[Data items]
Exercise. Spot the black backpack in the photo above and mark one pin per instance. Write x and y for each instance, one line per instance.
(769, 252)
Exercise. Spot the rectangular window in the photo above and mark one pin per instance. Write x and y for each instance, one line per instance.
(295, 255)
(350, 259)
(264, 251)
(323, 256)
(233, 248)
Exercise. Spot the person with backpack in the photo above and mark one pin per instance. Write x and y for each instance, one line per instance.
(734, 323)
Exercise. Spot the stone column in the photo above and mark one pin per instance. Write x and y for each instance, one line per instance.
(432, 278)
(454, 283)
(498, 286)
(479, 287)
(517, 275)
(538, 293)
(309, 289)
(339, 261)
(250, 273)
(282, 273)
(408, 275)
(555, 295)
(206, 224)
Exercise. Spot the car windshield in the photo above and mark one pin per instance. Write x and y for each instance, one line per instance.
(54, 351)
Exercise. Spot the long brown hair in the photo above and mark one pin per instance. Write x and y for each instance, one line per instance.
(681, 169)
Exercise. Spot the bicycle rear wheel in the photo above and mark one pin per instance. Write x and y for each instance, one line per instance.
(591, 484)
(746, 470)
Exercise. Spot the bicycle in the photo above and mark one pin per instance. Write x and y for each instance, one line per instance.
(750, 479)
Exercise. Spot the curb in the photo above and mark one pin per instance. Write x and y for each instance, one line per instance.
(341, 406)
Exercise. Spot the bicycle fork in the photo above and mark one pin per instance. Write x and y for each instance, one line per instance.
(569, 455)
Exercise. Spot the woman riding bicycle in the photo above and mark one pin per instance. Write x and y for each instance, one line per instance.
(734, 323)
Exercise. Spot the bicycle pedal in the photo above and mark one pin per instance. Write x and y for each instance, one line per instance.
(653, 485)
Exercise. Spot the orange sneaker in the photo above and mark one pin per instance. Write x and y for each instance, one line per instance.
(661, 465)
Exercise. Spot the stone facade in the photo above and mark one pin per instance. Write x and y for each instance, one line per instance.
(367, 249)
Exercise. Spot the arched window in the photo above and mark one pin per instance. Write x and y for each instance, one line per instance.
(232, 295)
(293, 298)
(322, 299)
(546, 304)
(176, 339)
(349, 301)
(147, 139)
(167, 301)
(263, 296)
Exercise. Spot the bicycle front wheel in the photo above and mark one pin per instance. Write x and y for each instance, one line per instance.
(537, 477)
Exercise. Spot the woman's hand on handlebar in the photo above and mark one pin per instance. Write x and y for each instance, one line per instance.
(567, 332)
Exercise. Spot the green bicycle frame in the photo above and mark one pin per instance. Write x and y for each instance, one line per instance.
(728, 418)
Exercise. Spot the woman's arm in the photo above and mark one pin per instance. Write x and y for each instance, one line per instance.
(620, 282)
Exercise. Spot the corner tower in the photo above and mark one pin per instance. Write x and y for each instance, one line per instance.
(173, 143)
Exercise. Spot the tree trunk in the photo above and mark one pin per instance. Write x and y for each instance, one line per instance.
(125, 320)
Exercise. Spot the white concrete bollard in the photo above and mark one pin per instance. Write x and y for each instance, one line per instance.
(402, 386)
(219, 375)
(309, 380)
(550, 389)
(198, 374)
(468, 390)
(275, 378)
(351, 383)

**Requirement**:
Every entry must be duplicated exactly as it stands.

**Written answer**:
Exercise. Spot the black backpack in the photo above and mark one pin per instance. Write x and y for each instance, one line per instance.
(769, 252)
Exercise. Spot the rectangular window in the photo above and mark one pin per instance. Write x and y for each instance, one line per instance.
(295, 255)
(350, 259)
(264, 251)
(323, 256)
(233, 248)
Exercise. Spot the person with backpack in the photo above and mark one pin per instance. Write x and y for each instance, one line per instance.
(734, 323)
Exercise. Spot the stone column in the photo above and mark one pin per instance. Write x and y for each instance, one line per instance.
(432, 278)
(454, 283)
(498, 286)
(479, 287)
(517, 275)
(538, 293)
(309, 289)
(339, 261)
(250, 273)
(282, 273)
(408, 275)
(555, 295)
(206, 224)
Exercise. Spot the car windshield in the photo above and mark one pin per instance. Write x and y for each instance, one line per instance.
(54, 351)
Exercise. Spot the long brown hair in the photo above and mark one pin per instance. Write x and y for each instance, one line per instance.
(681, 169)
Exercise. Spot the bicycle rear wheel in the photo above and mark one pin per instance. Write x and y for each instance, one line per instance.
(591, 484)
(746, 470)
Exercise. Spot the bicycle in the photo above and mark one pin per instance. Write x and y for each instance, one line per instance.
(750, 479)
Exercise. Spot the curb in the photo above and mark one pin per instance. Write x and y for each instance, one line per instance.
(341, 406)
Exercise. Spot the bicycle fork in the photo above and mark one pin per instance. Write x and y for each instance, one line per instance.
(569, 455)
Exercise. Spot the woman riding bicycle in the photo above and mark one pin per instance. Write x and y for each instance, one line per instance.
(734, 323)
Exercise. Spot the bicycle pedal in the photo above and mark one pin per instance. Write x and y for each instance, one line per instance.
(653, 485)
Exercise. Spot the orange sneaker in the photo above and mark one pin per instance. Write x and y for each instance, one line per instance.
(661, 465)
Exercise. Spot the stone facade in the photo above and mark one pin per instance. Write x and y for each instance, one line per instance.
(367, 249)
Exercise. Spot the arched window in the photo above and mark one pin per instance. Write x and y for each instance, one line per instance.
(232, 295)
(293, 298)
(322, 299)
(546, 304)
(176, 339)
(349, 301)
(147, 139)
(167, 301)
(263, 296)
Exercise. Spot the bicycle front wheel in the photo above and mark one pin per instance. Write x and y for each instance, one line per instance.
(537, 477)
Exercise. Spot the woman's hand on handlebar in the photo above and mark one pin per instance. Write x and y for each instance, one line per instance.
(567, 332)
Exercise. Spot the green bicycle frame in the photo above and mark one pin per instance. Write x and y for each instance, one line per instance.
(728, 418)
Exercise. Spot the woman's arm in the photo above and mark one pin per instance. Write x and y for each instance, one line per instance.
(620, 282)
Exercise. Spot the corner tower in the photo above and mark one pin per instance. Write x and y for each instance, one line per instance.
(173, 143)
Exercise. Spot the tree trunk in the photo above and mark one pin per instance. Write x and y for each instance, one line per instance.
(125, 320)
Exercise. Spot the white concrete bollard in the photo above and mark one pin per instance. Write x and y for each instance, one line per instance.
(402, 386)
(219, 375)
(309, 380)
(550, 389)
(198, 374)
(468, 390)
(275, 378)
(351, 383)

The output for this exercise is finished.